- _Excerpted records_
####################

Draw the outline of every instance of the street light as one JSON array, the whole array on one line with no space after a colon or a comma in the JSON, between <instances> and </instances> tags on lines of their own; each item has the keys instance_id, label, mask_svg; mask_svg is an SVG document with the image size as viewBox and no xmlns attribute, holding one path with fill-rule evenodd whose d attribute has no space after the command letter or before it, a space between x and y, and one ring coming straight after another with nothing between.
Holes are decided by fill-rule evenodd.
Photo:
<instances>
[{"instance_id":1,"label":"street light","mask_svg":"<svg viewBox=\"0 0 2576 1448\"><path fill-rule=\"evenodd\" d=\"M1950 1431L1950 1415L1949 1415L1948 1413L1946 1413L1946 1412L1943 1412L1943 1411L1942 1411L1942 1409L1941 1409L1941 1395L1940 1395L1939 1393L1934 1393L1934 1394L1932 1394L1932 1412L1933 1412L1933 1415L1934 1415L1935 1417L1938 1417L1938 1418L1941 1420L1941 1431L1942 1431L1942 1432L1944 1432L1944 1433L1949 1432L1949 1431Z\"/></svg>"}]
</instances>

####################

- _Required work_
In the listing above, please copy exactly the lines from the first through the one that contains "Holes are decided by fill-rule evenodd.", and no others.

- _Answer section_
Draw the outline of every instance of the street light as one JSON array, the whole array on one line with no space after a colon or a comma in the JSON, between <instances> and </instances> tags on lines of their own; each item has the keys instance_id, label, mask_svg; mask_svg is an SVG document with the image size as viewBox and no xmlns attribute, holding one path with fill-rule evenodd whose d attribute has no space after the command letter or before it, a space between x and y, and one ring coming straight after another with nothing between.
Holes are decided by fill-rule evenodd.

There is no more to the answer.